→ Work to be completed
Since only part of the material below is wanted, output exactly the lines from the one with "# annotate each instance of the red candy" up to and including the one with "# annotate each instance of the dark chocolate".

→ Material provided
+ + + +

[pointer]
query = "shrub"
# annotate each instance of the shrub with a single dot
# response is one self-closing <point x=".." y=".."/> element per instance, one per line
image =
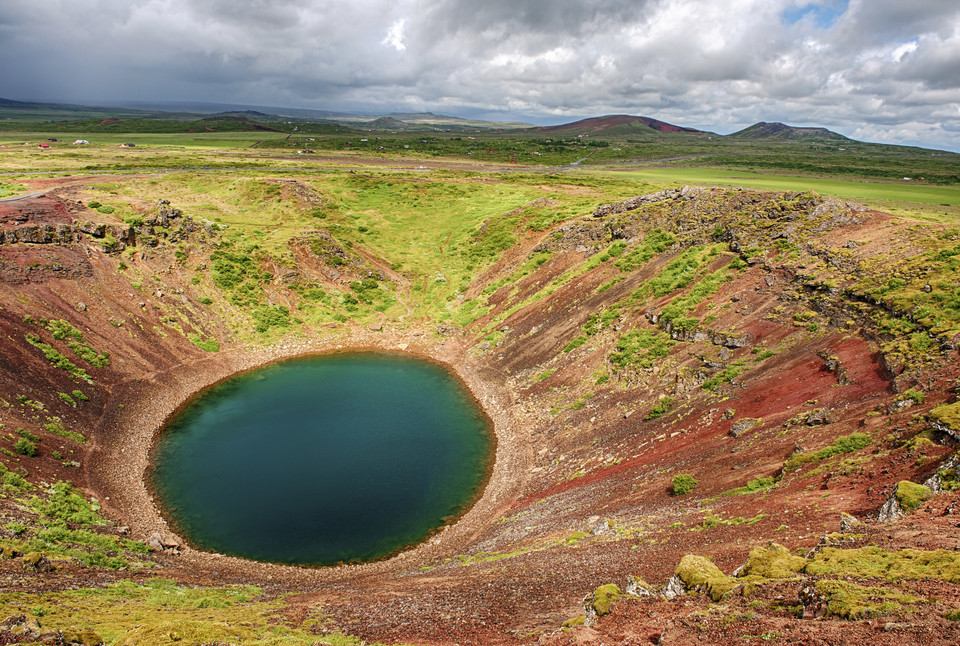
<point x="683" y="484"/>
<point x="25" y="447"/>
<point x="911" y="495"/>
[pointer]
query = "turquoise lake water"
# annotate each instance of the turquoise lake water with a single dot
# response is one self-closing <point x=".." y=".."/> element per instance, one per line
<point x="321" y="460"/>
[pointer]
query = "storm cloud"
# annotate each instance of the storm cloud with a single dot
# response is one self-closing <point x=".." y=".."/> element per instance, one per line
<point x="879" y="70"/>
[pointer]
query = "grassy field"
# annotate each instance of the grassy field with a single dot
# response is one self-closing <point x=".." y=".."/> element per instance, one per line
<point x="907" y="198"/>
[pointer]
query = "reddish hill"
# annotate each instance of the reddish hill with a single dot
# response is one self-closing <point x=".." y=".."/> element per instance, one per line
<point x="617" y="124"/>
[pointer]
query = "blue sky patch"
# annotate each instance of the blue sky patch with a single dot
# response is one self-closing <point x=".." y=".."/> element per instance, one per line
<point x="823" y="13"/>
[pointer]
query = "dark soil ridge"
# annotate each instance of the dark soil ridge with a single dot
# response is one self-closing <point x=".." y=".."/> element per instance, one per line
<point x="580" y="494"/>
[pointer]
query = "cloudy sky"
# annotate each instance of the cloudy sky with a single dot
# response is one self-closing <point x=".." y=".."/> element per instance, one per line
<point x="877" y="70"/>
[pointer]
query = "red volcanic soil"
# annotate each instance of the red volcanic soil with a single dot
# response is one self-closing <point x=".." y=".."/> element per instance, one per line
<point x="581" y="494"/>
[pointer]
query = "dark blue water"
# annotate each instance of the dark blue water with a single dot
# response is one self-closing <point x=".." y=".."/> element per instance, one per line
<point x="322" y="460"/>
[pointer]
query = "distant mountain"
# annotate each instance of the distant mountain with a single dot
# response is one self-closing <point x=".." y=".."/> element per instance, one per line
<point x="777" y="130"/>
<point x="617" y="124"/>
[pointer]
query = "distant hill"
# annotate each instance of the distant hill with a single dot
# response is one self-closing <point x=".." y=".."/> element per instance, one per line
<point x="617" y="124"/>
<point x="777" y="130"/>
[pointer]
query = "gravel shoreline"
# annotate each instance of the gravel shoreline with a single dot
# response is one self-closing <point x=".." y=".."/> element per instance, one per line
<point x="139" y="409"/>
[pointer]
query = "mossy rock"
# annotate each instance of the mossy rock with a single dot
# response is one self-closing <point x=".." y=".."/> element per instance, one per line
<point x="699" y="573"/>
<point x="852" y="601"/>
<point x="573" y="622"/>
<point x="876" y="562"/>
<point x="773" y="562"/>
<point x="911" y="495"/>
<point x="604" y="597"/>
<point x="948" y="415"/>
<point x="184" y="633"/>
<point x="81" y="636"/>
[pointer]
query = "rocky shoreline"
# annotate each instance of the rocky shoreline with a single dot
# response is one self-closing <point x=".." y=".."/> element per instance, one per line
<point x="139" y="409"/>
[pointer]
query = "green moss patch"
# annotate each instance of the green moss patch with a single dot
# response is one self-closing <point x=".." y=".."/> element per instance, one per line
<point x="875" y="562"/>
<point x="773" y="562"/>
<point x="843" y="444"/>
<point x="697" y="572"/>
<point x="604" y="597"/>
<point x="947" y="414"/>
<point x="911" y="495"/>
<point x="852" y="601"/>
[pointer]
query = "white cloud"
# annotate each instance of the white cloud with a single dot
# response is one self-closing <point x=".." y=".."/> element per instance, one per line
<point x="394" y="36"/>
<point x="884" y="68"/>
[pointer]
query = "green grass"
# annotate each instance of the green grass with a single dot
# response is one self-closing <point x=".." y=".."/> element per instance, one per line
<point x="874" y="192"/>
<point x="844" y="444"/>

+ + + +

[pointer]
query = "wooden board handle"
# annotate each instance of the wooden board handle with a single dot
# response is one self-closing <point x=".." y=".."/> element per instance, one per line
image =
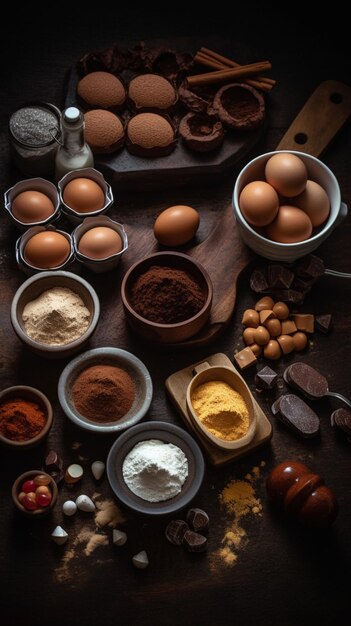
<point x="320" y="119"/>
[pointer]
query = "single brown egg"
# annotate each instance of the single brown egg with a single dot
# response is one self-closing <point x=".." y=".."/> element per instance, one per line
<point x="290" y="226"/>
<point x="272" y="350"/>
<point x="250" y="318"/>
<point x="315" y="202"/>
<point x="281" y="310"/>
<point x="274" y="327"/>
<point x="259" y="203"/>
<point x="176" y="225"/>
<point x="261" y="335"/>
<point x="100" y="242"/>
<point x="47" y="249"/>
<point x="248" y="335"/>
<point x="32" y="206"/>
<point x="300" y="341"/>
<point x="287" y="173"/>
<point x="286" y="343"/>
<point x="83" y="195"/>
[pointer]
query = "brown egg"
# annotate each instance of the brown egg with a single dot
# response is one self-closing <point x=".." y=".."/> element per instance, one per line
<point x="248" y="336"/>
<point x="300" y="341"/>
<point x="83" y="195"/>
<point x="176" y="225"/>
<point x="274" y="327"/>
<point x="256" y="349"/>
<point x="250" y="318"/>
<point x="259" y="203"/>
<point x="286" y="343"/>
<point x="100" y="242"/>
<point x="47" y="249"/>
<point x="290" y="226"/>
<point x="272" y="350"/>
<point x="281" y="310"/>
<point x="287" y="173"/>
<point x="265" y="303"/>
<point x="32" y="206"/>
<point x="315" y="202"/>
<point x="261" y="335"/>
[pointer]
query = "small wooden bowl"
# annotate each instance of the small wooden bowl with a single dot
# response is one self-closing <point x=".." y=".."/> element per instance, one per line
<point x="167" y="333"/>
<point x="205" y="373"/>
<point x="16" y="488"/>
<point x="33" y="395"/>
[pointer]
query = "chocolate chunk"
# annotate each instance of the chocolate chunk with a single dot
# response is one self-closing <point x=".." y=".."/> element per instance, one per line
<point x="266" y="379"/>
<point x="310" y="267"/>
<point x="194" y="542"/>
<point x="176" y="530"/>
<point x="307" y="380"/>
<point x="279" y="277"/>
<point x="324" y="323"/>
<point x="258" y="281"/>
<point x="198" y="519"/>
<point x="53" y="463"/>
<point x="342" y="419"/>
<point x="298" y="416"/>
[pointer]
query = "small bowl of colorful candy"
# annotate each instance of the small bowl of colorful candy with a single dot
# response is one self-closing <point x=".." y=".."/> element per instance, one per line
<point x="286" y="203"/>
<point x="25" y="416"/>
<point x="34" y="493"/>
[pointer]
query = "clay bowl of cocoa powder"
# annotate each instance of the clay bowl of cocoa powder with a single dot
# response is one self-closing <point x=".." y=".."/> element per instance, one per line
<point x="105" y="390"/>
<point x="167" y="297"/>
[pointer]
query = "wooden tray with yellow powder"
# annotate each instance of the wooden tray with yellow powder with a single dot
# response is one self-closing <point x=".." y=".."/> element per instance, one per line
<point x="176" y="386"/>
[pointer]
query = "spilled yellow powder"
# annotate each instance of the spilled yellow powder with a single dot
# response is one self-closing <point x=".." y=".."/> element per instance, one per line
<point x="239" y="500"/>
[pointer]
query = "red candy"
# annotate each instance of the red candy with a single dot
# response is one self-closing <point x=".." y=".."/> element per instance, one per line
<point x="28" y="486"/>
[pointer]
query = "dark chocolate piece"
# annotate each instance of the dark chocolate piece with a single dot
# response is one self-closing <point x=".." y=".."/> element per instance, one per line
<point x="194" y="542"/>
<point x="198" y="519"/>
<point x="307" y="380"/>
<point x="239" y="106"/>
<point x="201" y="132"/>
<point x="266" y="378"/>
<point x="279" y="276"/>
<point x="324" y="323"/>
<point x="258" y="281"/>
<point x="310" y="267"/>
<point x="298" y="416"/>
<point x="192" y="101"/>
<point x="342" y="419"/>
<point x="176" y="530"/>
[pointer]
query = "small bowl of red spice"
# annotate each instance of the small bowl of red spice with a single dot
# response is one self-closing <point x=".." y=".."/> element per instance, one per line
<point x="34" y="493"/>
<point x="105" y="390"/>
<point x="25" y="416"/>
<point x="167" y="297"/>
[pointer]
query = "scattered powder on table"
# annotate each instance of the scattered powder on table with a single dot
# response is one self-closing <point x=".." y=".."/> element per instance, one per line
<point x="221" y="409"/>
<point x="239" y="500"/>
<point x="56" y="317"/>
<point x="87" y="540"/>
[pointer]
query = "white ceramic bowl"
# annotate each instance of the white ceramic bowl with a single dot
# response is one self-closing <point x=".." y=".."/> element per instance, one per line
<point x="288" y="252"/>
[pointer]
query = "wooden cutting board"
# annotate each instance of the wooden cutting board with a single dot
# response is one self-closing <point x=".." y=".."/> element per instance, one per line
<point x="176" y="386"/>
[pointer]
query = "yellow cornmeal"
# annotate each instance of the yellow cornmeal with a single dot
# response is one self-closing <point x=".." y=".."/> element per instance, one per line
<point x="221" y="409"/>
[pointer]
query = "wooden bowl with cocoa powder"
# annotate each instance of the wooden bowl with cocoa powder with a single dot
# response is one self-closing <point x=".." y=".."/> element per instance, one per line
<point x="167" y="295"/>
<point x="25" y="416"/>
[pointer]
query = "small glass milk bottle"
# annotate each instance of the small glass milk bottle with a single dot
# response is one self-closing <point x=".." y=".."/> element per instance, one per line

+ + + +

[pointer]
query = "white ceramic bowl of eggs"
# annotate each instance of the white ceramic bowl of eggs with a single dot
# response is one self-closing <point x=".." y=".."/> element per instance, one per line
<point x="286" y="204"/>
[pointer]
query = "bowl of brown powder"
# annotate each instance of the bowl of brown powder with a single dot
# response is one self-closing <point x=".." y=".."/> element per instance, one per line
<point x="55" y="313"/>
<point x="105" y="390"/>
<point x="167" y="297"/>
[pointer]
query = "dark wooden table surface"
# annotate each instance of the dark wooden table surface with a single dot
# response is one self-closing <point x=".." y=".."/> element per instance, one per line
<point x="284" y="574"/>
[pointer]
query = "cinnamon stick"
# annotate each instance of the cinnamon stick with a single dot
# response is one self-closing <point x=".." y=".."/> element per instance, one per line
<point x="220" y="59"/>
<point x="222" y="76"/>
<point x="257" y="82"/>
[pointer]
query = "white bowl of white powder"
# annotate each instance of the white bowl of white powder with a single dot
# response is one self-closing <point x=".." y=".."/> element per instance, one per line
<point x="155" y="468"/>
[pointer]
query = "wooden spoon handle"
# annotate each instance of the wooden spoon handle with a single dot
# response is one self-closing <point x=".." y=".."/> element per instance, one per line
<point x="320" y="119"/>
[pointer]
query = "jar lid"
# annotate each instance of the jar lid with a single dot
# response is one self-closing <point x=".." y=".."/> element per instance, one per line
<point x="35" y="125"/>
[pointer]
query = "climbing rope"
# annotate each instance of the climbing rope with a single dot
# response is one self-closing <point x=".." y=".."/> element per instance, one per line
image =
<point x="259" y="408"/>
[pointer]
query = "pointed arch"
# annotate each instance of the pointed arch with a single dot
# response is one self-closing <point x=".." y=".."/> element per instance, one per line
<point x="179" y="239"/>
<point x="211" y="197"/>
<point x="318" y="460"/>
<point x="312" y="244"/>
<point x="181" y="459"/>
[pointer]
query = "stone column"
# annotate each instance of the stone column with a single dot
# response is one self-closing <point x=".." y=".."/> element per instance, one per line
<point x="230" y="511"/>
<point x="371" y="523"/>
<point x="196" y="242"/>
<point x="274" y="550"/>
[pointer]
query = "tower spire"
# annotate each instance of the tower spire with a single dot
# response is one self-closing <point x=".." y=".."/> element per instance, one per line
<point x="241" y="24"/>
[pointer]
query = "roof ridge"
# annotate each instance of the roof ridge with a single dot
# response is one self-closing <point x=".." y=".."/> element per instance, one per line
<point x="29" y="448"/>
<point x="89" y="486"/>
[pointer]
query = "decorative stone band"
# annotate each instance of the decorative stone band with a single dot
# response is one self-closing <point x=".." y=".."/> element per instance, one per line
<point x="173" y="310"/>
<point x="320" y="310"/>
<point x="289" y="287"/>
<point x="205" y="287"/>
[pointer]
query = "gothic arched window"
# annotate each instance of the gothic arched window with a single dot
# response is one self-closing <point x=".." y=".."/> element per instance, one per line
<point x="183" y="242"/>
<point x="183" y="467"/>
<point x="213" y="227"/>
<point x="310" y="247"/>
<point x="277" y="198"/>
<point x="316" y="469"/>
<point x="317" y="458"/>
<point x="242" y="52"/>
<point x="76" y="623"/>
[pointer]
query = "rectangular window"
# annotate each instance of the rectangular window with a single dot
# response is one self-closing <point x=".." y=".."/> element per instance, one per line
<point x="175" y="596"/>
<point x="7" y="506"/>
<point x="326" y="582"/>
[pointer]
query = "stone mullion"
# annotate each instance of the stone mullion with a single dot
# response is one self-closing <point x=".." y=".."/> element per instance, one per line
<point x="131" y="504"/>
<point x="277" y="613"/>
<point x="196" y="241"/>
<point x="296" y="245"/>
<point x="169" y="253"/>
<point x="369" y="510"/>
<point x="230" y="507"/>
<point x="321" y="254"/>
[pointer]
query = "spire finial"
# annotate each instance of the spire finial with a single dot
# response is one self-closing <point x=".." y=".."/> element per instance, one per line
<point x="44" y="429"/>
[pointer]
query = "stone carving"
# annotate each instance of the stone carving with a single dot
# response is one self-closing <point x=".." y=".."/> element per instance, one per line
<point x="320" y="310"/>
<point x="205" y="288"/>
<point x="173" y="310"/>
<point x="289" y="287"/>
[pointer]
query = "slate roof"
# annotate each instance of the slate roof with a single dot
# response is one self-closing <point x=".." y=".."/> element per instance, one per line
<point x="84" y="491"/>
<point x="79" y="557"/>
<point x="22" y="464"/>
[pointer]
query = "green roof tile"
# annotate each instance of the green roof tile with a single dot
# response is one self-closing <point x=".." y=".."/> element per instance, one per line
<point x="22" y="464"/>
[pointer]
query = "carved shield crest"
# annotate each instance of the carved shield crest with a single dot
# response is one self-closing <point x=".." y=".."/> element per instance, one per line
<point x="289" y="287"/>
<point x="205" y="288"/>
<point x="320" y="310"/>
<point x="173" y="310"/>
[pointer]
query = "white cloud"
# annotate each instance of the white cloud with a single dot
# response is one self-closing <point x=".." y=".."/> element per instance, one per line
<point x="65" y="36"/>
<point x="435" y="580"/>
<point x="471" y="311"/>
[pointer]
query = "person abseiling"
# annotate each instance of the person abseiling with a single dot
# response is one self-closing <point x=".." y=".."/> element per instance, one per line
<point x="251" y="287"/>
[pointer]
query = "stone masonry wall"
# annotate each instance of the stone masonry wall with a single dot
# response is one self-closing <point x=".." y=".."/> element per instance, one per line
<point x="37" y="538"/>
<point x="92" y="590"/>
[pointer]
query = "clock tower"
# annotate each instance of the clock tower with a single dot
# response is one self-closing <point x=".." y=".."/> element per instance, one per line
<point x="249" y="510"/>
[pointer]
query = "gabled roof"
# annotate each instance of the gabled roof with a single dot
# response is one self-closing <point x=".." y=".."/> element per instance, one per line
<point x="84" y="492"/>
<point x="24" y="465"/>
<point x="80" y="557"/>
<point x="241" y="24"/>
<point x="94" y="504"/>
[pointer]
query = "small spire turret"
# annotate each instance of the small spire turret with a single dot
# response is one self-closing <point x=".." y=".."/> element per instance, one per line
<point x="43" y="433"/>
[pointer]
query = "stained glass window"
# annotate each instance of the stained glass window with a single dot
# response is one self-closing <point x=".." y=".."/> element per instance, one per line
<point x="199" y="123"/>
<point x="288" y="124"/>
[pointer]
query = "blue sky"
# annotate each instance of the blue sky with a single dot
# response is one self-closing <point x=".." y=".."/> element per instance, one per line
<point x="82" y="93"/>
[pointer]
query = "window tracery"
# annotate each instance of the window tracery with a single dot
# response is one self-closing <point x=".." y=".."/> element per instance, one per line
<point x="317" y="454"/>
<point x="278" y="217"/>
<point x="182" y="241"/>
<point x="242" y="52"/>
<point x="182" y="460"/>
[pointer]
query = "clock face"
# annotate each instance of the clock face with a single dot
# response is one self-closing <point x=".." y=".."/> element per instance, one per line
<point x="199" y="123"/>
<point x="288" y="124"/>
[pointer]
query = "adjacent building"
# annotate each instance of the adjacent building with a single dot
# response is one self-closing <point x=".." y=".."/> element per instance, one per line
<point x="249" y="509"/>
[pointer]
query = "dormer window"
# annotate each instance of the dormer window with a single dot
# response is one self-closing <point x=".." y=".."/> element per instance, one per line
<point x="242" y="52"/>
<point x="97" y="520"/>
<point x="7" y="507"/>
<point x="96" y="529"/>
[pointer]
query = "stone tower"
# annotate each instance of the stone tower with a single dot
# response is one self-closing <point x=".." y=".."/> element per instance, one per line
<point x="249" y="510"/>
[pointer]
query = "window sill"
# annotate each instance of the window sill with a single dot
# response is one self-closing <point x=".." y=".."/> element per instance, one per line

+ + + +

→ Written response
# annotate each instance of the red candy with a single dot
# response is one self-closing <point x=".." y=".."/> element per instance, one per line
<point x="28" y="486"/>
[pointer]
query = "dark chocolate piece"
# annotate each instance of the dark chocolate piece with a single dot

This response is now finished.